Abbiamo parlato di genere”, si può definire come tale solo in ragione quantitativa o il cosiddetto cinema taurino possiede peculiarità formali, narrative ed estetiche proprie? La tauromachia è un elemento drammatico talmente ricco di temi e suggestioni da risultare perfettamente funzionale alla messa in scena di generi più consolidati o ha caratteristiche tali da far sì che anche il cinema più “autoriale” vi si pieghi?

Possiamo ascrivere al genere un qualsiasi film che contenga un toro, lo stesso cinema anti-taurino, che può vantare titoli davvero interessanti, vi appartiene. A livello di scrittura, con le dovute eccezioni e variazioni sul tema, stiamo parlando di un film che abbia in sceneggiatura un protagonista che, allo scopo di uscire dalla propria condizione sociale, inizia a toreare aderendo a quei valori morali che il potere dominante – politico, economico, sociale, culturale – impone in quell’epoca. Dal punto di vista contenutistico la corrida è sempre strumentale: a un incontro sessuale, a una forma di riscatto, alla descrizione di un microcosmo sociale. Lo stesso toro, ricco di simbologia e feticismi, rappresenta di volta in volta il Cristo sacrificato, l’uomo, la donna, il denaro. Quanto all’aspetto formale ritornano storicamente alcune modalità note: dai campi lunghi al campo bravo all’utilizzo della slow-motion per i passaggi più coreografici. Non va dimenticato quanto il genere taurino sia stato una grande palestra per la regia: un toro non lo si può dirigere a piacimento, molti dei pionieri del cinema spagnolo imparavano a familiarizzare con la macchina da presa inseguendo la giusta inquadratura di un toro nella Plaza. Questo porta a un uso pressoché costante di immagini d’archivio, prassi inevitabile a meno che tu non sia Francesco Rosi e decida di seguire Miguelin per un’intera temporada.

La macchina da presa entra nell’arena la prima volta nel 1896, si può dire che i Lumière inviino immediatamente i loro operatori a documentare la fiesta, era del resto consuetudine per i fratelli lionesi riempire i loro archivi di tutto quanto potesse risultare curioso, seducente o esotico per il pubblico. L’era del muto si chiude tre decenni dopo o poco più con ¡Viva Madrid, que es mi pueblo!” affresco monumentale diretto da Fernando Delgado, prodotto, interpretato e voluto dal matador Marcial Lalanda; nel mezzo un patrimonio in nitrato in gran parte perduto o dimenticato. Quali film tra i meno noti meriterebbero di essere riscoperti, rieditati, proposti?
________________________________________
Compito assegnato A: Secondo il testo sul cinema taurino, in quale anno la macchina da presa entra per la prima volta nell'arena?
Compito assegnato B: Ripeti parola per parola il passo del testo sul cinema taurino che va da "Abbiamo parlato di" fino a "vi si pieghi?" incluso.
Compito assegnato C: Prosegui il testo sul cinema taurino a partire dall'ultima frase riportata.
Il materiale qui sotto non ha alcun ruolo in questo lavoro.

Estratto dei dati:
________________________________________
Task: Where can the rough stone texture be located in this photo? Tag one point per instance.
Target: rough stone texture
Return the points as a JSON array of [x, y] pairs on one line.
________________________________________
Risposta corretta A: Nel 1896.

Risposta corretta B:
Abbiamo parlato di genere”, si può definire come tale solo in ragione quantitativa o il cosiddetto cinema taurino possiede peculiarità formali, narrative ed estetiche proprie? La tauromachia è un elemento drammatico talmente ricco di temi e suggestioni da risultare perfettamente funzionale alla messa in scena di generi più consolidati o ha caratteristiche tali da far sì che anche il cinema più “autoriale” vi si pieghi?

Risposta corretta C:
In realtà il film di Delgado chiude solo idealmente l’epoca del muto che in Spagna proseguirà, affiancando le prime produzioni sonore, almeno fino al 1931. Un film che promuovo sempre volentieri è del 1926: “El patio de los naranjos”, di Guillermo Hernàndez Mir. Il suo recupero ha una storia affascinante: parte dei rulli sono stati ritrovati in una cantina, il rimanente è stato ricostruito con un minuzioso lavoro concertato dalla Filmoteca Española di Madrid in collaborazione con la Filmoteca di Andalucia partendo da fotogrammi isolati. Pur essendo una commedia di taglio classico è ricchissimo di riferimenti biblici e lo trovo di una bellezza, un’originalità, una naïveté incantevoli. Purtroppo, malgrado lo straordinario lavoro di salvaguardia non ha avuto la promozione che meritava, al contrario di “Viva Madrid que es mi Pueblo…!” di cui il ritrovamento messicano e la riedizione curata dalla Filmoteca Española di Madrid hanno avuto grande eco.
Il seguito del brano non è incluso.